* **TEXTO APRESENTADO**
********

G. I. Gurdjieff («Em Busca do Ser. O Quarto Caminho para a Consciência»).


«No período que cada um de nós viveu não à sua maneira, mas à maneira dos outros (falo do 25 de Abril), uma circunstância extraordinária fez que me visse obrigado a trabalhar em grupo pela primeira vez na minha vida. Era o maior sacrifício que me era imposto dentro do meu destino de aprendiz de filósofo. Esse trabalho prometia-me, a mim e aos outros, o conhecimento sobrenatural e como, nos longos anos em que frequentei a tertúlia de filosofia portuguesa, sempre me foi reconhecida a independência de pensar por mim próprio, não me teria submetido às novas condições de trabalho se não esperasse conseguir através dele, um mais alto grau de liberdade.

Essa circunstância extraordinária foi a seguinte. O prédio em que exercia a minha profissão de professor destacado na Direcção Geral do Ensino Básico era o mesmo em que funcionava a Fundação Calouste Gulbenkian. Foi este facto um feliz acaso para que eu pudesse, no último ano de vida de José Marinho, conviver com ele diariamente. Como se sabe, o admirável filósofo era funcionário da Fundação. Bastava-me descer no elevador para o ir encontrar quando quisesse no seu gabinete. Almoçávamos juntos no edifício em frente. Foi ele que me conduziu para o que seria uma vida inteiramente nova:

- Tive a ousadia, porque pensei que isso fosse útil para si, de lhe marcar um encontro com um austríaco que costuma vir aqui conversar connosco. É um homem que sabe, sobretudo no domínio das Ciências Ocultas. Dada a orientação nesse sentido que o António Telmo sempre imprimiu ao seu estudo da filosofia, creio que terá interesse em falar com ele. Se assim o quiser, apareça aqui amanhã às quatro horas da tarde.

Através de mim, Max Hõlzer conseguiu formar um grupo de trabalho que julgo foi o primeiro a transportar para Portugal o ensinamento operativo de Georges Ivanovich Gurdjieff.






Max Hõlzer não era o vulgar ocultista que nos fala com um ar misterioso de corpos astrais, de viagens no astral, de iniciação astral. Conversava sobre tudo, sobre isto e aquilo, com a simplicidade de um homem. Conhecia os poetas e os filósofos portugueses melhor do que eu. Não havia assunto, que se chamasse, em que não mostrasse perfeita segurança. O que me desagradava nele era aparecer-me como transmissor do pensamento esotérico de Gurdjieff. Teria preferido outra linha qualquer de iniciação, pois não conseguia deixar de ter presente no meu espírito o aviso de René Guénon:

- Fujam de Gurdjieff como da peste!

Seria, porém, completamente estúpido que me afastasse de um homem dotado de superiores predicados só porque umas palavras ocasionalmente encontradas num livro levantavam em mim a suspeita de algo terrível que ameaçava a existência da minha alma. Decidi não perder a oportunidade de aprender.

********

(Registos de marcação de pontos)
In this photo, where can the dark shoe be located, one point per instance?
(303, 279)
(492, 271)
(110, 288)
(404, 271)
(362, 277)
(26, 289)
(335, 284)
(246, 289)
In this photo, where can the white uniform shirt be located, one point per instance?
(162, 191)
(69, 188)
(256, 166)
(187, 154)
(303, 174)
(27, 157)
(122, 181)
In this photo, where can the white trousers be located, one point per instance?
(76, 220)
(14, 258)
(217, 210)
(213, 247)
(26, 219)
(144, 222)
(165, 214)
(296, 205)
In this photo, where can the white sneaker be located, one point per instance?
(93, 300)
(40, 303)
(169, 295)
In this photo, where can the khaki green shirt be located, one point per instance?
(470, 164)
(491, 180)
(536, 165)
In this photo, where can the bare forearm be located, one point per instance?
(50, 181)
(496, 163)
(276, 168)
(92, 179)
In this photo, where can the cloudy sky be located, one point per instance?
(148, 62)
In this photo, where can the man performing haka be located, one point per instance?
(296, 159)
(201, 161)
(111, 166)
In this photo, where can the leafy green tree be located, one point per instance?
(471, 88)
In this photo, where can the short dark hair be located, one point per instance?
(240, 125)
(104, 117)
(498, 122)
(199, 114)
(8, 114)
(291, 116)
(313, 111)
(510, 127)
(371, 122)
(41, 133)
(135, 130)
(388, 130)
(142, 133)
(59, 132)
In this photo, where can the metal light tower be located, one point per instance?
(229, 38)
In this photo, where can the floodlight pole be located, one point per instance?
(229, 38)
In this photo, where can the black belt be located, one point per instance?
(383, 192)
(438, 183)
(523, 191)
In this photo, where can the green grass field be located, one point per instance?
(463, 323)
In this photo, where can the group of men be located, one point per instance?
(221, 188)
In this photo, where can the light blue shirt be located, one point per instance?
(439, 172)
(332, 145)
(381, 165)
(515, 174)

********

Escreva a continuação do relato sobre o contacto com o ensinamento de Gurdjieff, a partir da última frase apresentada. Os dados são material à parte, sem ligação ao texto.

Durante os três primeiros anos fui, por assim dizer, o único discípulo daquele mestre. Embora nos reuníssemos, de quinze em quinze dias, na casa de Francisco Sottomayor, o meu trabalho era individual. O que aprendi nesse período creio que ficará para sempre ligado à minha memória permanente. É por isso que somente o confiarei àquele que possa vir a considerar o amigo da minha essência.

A expressão é dos livros escritos por Gurdjieff. Devo dizer que o contacto diário que estabeleci, por sugestão de Max Hõlzer, com a obra escrita de Gurdjieff mais me afirmou no caminho que o destino em mim decidira seguir. O Encontro com Homens Notáveis é uma das obras mais elevadas concebidas e realizadas pelo espírito humano. Ao pé dela, qualquer dos livros de René Guénon parece-nos superficial.

Ao fim de três anos, tudo corria sobre rodas. Havia uma pequena contrariedade apenas: a dos problemas de consciência que me levantava a nossa ligação simultânea a duas orientações que, à primeira vista, pareciam inconciliáveis.

Álvaro Ribeiro guardava um silêncio enigmático sobre o desvio de alguns dos seus discípulos; contávamos com a compreensão do José Marinho que, aliás, fora quem nos introduzira; de outras personalidades do grupo da filosofia portuguesa vieram teimosos ataques, que nos ajudaram a aperfeiçoar a virtude da prudência.

No que me diz respeito, Álvaro Ribeiro era para mim, e é, a filosofia portuguesa. Através dele, se mais não andei foi porque não soube seguir as indicações da Santa Filosofia. É bom que, no entanto, diga o que em mim nasceu para que pudesse encontrá-lo.

O meu pai foi o meu primeiro Mestre e envolveu o melhor da sua força na forma do filho primogénito. Com efeito, por volta dos meus quinze anos, meu irmão mais velho, que viria a tornar-se famoso como Orlando Vitorino, conheceu o José Marinho e o Álvaro Ribeiro. Por seu intermédio, fui agraciado com a leitura de um livro que decidiu de toda a minha vida espiritual: Literatura e Ocultismo de Denis Saurat.

É um estudo de poetas (William Blake, Milton, etc.), que pretende mostrar a influência na sua obra da Kabbalah. Mas o que me acordou para a ciência do mistério foram os textos do Zohar no fim do volume que o autor selecionou para ilustrar o seu ponto de vista.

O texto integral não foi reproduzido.